◆ **YOUR ASSIGNMENT**:
In the essay on elegance below, write out everything from "Elegance, for me, is" down to "causes it to die." again, swapping "Spitfire" for "Concorde".

◆ **EXCERPTED TEXT**:
New Artisans - can it be Elegant?
Day 6 of Alan Moore's 13 Design Questions
I’m glad I had the weekend to ask this question as it grew from seemingly straightforward to rather profound.
My thesaurus describes elegance as “characterised by refined grace”, from elegans, “fine, choice, tasteful”. I find that’s not enough; too mechanical and clinical. There is something ineffable about elegance, something organic and somehow mobile, with an energy all of its own.
Elegance, for me, is the sweep of a Japanese Calligrapher’s brush or the shape of a Spitfire’s wing, the arc of a fly fishing line expertly cast and the way that the stand of Beech trees at the top of the garden bend in the wind.
Elegance in an artefact is the fingerprint of the essence of the artist who created it and signals the relationship between them. Elegance is intimate. Elegance is evoked, not designed. It can be invited but not instructed.
Elegance cannot be scaled, and I think it is inimitable with constructs such as business plans and scale. Head office is where elegance goes to die.
Elegance has something of the Fairy about it - it can only be named by other fairies, and being named by humans causes it to die.

◆ **PROVIDED DATA**:
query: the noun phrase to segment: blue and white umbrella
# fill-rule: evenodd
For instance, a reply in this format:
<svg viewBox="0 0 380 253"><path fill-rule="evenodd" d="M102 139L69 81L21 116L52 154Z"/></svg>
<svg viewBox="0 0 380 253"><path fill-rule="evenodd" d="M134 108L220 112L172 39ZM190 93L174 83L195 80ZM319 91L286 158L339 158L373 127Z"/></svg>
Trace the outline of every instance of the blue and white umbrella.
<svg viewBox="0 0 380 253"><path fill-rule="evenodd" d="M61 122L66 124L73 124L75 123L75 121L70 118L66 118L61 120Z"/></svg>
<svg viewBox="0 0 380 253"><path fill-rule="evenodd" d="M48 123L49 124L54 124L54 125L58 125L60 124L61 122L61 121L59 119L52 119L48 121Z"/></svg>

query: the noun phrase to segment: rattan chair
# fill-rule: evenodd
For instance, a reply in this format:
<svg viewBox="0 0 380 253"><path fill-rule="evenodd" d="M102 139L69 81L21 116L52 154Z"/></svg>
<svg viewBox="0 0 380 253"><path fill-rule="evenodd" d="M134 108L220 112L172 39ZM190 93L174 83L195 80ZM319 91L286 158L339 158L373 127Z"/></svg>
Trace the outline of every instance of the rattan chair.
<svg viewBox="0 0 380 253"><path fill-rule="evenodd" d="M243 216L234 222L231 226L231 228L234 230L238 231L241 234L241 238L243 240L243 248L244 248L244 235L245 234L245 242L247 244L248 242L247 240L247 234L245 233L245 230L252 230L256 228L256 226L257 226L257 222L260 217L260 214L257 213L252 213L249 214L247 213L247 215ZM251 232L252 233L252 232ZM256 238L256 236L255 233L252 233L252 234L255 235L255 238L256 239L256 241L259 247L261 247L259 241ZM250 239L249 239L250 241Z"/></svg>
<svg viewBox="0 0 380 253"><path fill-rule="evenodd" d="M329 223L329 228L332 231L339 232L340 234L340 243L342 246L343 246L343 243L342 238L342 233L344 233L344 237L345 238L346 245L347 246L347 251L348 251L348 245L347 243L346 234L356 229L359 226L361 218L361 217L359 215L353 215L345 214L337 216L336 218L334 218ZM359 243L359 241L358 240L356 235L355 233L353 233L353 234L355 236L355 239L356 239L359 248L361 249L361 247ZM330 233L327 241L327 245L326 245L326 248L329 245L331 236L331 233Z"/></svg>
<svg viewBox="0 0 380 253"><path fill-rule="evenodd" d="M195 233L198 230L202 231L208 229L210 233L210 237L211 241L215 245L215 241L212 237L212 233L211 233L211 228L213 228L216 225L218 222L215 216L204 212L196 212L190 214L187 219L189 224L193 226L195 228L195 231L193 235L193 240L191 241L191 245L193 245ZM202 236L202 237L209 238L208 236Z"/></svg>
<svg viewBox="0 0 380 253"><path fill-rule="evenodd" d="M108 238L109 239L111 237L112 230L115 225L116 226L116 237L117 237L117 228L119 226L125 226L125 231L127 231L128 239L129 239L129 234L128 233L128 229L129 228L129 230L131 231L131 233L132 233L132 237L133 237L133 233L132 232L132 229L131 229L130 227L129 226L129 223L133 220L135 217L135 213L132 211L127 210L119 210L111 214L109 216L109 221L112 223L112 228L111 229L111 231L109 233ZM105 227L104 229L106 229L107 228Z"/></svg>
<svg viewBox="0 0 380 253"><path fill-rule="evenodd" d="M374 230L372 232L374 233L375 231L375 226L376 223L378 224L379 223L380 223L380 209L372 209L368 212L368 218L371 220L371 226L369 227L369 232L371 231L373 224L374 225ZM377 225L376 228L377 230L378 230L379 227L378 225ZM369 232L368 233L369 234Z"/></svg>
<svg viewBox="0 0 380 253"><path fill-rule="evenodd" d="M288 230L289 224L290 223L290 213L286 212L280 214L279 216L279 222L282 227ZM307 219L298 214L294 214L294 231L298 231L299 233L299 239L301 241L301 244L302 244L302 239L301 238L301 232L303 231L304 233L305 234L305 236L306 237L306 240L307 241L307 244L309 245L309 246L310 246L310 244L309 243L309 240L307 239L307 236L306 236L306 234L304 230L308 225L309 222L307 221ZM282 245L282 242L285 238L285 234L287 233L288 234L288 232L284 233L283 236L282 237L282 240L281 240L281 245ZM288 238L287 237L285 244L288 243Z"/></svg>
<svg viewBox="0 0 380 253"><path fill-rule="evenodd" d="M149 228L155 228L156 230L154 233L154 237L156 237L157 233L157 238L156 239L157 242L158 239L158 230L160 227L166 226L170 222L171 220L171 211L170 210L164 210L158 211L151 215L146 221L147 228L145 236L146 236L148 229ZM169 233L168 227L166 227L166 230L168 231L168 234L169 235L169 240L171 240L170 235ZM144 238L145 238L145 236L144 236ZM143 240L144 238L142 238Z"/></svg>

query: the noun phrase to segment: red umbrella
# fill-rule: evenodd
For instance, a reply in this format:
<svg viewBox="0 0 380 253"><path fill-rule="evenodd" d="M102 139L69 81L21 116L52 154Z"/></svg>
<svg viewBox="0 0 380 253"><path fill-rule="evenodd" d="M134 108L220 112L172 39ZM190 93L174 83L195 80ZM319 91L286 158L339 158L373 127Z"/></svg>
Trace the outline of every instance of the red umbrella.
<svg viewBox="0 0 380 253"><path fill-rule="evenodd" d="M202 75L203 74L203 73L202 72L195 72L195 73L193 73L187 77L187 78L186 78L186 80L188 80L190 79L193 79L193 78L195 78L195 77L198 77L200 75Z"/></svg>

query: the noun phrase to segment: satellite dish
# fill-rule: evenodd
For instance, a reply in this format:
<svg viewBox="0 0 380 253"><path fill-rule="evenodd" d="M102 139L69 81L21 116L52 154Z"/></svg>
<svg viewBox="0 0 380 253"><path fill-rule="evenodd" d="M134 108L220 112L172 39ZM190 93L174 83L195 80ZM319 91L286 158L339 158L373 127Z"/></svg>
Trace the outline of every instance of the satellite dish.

◆ **ANSWER FOR THE TASK**:
Elegance, for me, is the sweep of a Japanese Calligrapher’s brush or the shape of a Concorde’s wing, the arc of a fly fishing line expertly cast and the way that the stand of Beech trees at the top of the garden bend in the wind.
Elegance in an artefact is the fingerprint of the essence of the artist who created it and signals the relationship between them. Elegance is intimate. Elegance is evoked, not designed. It can be invited but not instructed.
Elegance cannot be scaled, and I think it is inimitable with constructs such as business plans and scale. Head office is where elegance goes to die.
Elegance has something of the Fairy about it - it can only be named by other fairies, and being named by humans causes it to die.